Thank you, Han. I am going to move this topic to the Pegasus Mail support forum (which is where it should have been in the first place - sorry!).
I'm looking for a solution that doesn't require user interaction. There's two reasons for this; one: I've trained the users to be suspicious of email that wants to be activated in such a fashion (that training has paid off significantly in the past - we got hundreds of email zip viruses on day zero) and two: my users, my management, and I myself want this sort of thing to be handled in a completely user-transparent fashion. These people do not want to mess about tuning their email system, they want to do their real jobs.
Most of Pegasus's configuration is extremely well suited to this sort of thing; flipping switches from N to Y or editing strings is pretty easy to do on a massive scale, and using INI files means that configurations can be stored and backed up using very OS-agnostic methods. There's no putzing about with registry imports and exports that may or may not be written to disk or held in memory at any given time, there's no relative identifiers encoded into anything. The only exception is the bit-mapped and byte-mapped variables, and even those can generally be decoded by simply turning stuff on and off and diffing the resultant INI files.
For example: If I wanted to set the "organization string" for 10,000 users without having to co-ordinate the efforts of 10,000 human beings, I could do it all by myself with four or five lines of code. Pegasus's simple, clean ASCII configuration is what allows me to do so. Registry-driven software is inherently more difficult and cost-ineffective to manage.

> DATA EXTRACT
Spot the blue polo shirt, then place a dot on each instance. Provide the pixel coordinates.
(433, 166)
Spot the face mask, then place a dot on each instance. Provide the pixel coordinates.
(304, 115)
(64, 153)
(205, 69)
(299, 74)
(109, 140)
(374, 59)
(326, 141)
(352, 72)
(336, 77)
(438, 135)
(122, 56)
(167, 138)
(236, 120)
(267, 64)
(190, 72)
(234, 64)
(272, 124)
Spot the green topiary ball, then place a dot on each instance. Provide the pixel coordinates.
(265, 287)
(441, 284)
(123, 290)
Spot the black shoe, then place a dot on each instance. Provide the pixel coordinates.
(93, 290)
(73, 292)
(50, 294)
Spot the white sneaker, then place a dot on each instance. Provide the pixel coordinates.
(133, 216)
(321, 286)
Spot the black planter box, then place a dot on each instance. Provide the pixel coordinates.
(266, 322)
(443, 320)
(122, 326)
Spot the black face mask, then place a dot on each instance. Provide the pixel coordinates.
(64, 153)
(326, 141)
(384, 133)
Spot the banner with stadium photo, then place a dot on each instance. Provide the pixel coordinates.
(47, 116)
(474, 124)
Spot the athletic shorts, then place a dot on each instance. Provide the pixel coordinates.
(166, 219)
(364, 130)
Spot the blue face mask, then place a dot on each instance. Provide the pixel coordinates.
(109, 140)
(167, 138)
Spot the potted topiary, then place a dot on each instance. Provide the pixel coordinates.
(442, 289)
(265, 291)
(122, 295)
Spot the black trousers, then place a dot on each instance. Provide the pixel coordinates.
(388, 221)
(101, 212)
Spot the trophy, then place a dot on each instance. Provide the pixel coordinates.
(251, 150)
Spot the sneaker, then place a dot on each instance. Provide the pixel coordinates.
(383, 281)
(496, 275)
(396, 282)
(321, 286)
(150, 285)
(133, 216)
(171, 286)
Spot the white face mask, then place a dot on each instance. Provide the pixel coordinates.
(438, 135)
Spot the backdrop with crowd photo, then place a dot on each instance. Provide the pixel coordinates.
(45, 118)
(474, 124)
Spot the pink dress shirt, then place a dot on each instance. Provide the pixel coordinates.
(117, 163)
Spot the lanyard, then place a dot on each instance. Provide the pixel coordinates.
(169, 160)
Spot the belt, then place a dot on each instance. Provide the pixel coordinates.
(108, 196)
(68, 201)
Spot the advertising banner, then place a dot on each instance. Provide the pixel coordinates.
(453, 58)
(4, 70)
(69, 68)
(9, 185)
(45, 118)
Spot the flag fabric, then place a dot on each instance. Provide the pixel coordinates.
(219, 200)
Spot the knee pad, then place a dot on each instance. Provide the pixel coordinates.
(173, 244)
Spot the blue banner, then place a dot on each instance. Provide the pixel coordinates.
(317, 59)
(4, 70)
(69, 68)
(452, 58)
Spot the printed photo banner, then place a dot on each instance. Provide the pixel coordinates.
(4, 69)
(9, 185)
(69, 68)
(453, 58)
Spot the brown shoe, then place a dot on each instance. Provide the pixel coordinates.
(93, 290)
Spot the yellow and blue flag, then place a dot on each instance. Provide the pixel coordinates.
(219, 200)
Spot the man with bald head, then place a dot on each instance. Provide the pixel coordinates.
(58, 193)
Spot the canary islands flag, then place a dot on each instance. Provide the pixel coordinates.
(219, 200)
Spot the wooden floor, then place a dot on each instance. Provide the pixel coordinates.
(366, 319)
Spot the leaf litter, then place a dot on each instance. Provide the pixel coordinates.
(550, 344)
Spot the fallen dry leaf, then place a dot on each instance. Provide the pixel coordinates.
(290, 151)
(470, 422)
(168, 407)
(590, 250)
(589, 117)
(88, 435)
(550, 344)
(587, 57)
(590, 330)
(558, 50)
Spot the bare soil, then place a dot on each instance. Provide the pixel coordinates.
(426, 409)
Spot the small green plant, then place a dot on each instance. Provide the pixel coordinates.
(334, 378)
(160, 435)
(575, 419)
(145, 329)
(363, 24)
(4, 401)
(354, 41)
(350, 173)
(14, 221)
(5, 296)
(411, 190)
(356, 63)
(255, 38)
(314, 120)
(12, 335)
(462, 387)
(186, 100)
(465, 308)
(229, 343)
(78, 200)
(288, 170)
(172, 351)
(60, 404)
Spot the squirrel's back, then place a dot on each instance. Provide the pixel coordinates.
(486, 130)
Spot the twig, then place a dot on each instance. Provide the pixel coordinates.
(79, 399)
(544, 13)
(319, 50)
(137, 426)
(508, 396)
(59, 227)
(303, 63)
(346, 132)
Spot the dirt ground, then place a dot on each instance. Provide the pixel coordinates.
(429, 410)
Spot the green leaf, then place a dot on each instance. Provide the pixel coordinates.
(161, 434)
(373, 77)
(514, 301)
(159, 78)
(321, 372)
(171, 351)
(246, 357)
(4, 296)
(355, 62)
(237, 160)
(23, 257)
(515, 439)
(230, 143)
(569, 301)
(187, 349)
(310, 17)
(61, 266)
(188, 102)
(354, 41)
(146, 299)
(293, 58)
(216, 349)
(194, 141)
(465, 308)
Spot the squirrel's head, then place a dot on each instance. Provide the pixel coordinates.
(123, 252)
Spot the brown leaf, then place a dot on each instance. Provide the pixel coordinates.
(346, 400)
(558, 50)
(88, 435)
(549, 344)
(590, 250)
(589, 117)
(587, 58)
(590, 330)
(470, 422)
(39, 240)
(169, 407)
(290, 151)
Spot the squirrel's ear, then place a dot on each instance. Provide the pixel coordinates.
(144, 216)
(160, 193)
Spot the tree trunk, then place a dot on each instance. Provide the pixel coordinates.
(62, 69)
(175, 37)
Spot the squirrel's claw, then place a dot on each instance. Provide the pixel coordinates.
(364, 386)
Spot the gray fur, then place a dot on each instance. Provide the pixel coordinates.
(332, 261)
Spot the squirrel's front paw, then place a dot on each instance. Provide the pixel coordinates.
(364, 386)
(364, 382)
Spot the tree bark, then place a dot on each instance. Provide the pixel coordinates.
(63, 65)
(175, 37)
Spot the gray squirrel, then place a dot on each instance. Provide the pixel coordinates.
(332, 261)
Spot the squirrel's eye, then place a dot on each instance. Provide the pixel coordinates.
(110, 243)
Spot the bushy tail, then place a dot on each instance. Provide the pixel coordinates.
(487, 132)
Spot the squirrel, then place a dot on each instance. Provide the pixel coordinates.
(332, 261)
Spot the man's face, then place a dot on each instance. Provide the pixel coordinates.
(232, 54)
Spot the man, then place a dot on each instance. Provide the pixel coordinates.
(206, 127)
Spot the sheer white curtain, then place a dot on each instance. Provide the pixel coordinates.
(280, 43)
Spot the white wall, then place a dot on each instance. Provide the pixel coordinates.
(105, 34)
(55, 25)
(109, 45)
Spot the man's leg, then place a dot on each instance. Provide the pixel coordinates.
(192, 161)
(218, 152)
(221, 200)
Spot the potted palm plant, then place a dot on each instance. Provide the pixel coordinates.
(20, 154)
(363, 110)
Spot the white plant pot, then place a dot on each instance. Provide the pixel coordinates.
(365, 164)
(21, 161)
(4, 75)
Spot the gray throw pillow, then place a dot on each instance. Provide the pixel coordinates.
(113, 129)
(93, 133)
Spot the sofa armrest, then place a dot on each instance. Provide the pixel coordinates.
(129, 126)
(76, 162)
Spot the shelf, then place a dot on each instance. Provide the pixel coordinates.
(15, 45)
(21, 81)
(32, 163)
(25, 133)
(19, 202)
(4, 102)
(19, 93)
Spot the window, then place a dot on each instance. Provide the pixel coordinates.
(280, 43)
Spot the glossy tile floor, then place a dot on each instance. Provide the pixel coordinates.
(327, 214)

---

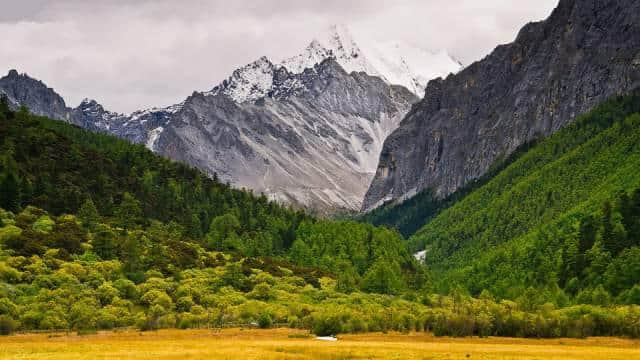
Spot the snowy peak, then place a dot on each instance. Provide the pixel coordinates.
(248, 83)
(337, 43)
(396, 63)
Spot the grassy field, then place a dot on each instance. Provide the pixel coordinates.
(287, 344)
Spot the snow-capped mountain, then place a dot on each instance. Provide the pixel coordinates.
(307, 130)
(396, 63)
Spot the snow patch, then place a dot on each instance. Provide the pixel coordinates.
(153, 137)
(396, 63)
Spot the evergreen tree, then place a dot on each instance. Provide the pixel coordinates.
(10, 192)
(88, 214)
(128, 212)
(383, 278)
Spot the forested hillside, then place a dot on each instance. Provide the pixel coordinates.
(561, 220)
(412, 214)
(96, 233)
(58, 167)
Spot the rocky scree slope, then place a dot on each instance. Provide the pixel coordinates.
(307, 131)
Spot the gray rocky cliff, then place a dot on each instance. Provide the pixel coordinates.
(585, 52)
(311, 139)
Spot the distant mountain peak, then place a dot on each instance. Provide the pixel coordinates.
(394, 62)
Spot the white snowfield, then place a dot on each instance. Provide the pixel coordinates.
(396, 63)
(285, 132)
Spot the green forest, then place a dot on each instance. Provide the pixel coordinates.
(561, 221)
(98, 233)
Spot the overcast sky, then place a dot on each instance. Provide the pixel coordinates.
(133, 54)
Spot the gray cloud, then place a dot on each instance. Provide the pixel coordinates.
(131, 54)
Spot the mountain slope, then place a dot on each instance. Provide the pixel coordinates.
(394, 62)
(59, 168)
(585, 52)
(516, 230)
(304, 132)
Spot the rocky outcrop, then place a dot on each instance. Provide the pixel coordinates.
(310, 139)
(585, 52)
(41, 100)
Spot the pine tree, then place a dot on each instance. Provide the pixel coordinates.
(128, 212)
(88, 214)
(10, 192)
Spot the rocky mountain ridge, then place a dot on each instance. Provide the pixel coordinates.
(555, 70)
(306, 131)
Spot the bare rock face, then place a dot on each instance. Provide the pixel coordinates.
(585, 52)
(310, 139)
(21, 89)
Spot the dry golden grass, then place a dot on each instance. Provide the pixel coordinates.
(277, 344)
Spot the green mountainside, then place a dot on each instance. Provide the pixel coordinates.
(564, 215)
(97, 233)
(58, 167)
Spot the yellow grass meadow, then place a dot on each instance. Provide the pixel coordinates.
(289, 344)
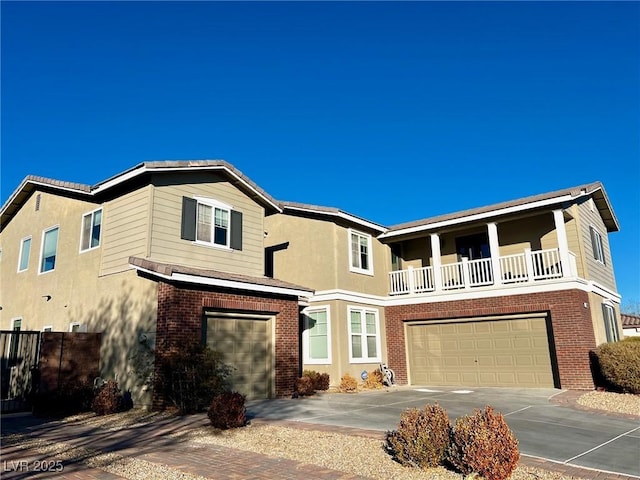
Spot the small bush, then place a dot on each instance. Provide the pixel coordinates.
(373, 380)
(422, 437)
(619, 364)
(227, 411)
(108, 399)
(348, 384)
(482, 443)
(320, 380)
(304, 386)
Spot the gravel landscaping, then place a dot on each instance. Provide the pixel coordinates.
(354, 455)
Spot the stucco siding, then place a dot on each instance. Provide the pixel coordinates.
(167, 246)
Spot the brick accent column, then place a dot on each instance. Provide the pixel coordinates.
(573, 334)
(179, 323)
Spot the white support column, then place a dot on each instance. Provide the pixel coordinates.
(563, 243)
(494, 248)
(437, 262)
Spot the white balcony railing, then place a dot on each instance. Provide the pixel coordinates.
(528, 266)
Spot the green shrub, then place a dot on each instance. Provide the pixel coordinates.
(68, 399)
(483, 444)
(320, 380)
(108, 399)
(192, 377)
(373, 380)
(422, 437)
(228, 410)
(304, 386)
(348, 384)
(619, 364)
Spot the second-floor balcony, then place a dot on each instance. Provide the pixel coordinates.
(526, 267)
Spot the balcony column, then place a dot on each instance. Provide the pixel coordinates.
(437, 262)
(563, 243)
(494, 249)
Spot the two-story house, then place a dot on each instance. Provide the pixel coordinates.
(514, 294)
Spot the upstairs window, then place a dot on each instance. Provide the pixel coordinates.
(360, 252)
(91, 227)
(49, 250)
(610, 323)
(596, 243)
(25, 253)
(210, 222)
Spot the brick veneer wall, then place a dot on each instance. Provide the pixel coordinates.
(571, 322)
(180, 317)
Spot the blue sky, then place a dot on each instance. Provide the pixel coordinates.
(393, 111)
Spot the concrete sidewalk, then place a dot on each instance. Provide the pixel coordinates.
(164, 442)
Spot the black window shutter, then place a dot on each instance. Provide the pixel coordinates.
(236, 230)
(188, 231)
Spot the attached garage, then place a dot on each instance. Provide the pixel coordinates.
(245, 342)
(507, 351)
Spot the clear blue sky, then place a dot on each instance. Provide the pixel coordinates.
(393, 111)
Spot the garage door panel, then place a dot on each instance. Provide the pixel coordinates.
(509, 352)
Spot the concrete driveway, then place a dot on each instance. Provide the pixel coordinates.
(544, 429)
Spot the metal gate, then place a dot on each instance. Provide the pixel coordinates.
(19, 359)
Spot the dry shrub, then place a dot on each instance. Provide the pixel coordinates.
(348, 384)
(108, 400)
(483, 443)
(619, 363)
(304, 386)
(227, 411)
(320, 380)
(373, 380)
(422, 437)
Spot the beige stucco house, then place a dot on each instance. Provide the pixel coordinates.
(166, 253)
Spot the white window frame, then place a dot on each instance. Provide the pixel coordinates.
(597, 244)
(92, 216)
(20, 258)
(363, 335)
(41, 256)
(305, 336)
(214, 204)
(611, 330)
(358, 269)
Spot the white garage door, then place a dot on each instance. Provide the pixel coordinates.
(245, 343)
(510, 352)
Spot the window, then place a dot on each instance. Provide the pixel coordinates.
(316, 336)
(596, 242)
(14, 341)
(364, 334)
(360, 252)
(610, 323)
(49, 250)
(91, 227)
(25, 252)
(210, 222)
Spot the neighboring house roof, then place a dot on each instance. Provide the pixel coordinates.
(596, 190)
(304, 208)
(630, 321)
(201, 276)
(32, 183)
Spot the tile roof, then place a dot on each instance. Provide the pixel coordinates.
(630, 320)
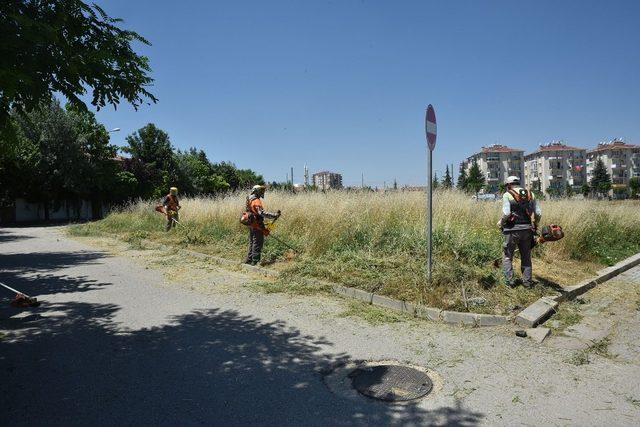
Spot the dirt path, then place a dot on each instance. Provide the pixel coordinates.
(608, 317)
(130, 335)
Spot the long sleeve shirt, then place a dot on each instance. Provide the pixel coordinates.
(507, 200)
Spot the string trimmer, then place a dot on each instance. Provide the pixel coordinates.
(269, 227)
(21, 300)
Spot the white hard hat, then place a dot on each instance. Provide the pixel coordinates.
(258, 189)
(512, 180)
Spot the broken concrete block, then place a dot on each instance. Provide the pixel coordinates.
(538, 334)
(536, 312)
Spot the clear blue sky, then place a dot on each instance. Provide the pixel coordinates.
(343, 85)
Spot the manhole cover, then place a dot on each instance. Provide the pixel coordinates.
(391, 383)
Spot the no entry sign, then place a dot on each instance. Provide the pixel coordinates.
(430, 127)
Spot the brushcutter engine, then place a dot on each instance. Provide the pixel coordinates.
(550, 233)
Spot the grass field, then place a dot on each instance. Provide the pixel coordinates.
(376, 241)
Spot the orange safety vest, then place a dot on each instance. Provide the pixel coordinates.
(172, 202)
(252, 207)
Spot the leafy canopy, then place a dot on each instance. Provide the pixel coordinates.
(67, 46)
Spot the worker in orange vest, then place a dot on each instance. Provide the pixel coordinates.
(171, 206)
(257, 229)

> ASSIGNED TASK A
In the Pegasus Mail post, what is named as the only exception to Pegasus's easily edited configuration?
> ASSIGNED TASK B
Reproduce the Pegasus Mail post word for word, starting at "I'm looking for" and ending at "their real jobs.".
> ASSIGNED TASK C
Check each statement against the Pegasus Mail post. Answer yes or no for each, and quote the deciding words.
(i) The writer wants a solution that requires user interaction.
(ii) Pegasus stores its configuration in INI files.
(iii) Setting the organization string for 10,000 users would take four or five lines of code.

> EXERCISE OUTPUT A
The bit-mapped and byte-mapped variables.

> EXERCISE OUTPUT B
I'm looking for a solution that doesn't require user interaction. There's two reasons for this; one: I've trained the users to be suspicious of email that wants to be activated in such a fashion (that training has paid off significantly in the past - we got hundreds of email zip viruses on day zero) and two: my users, my management, and I myself want this sort of thing to be handled in a completely user-transparent fashion. These people do not want to mess about tuning their email system, they want to do their real jobs.

> EXERCISE OUTPUT C
(i) No: "I'm looking for a solution that doesn't require user interaction."
(ii) Yes: "using INI files means that configurations can be stored and backed up using very OS-agnostic methods"
(iii) Yes: "I could do it all by myself with four or five lines of code."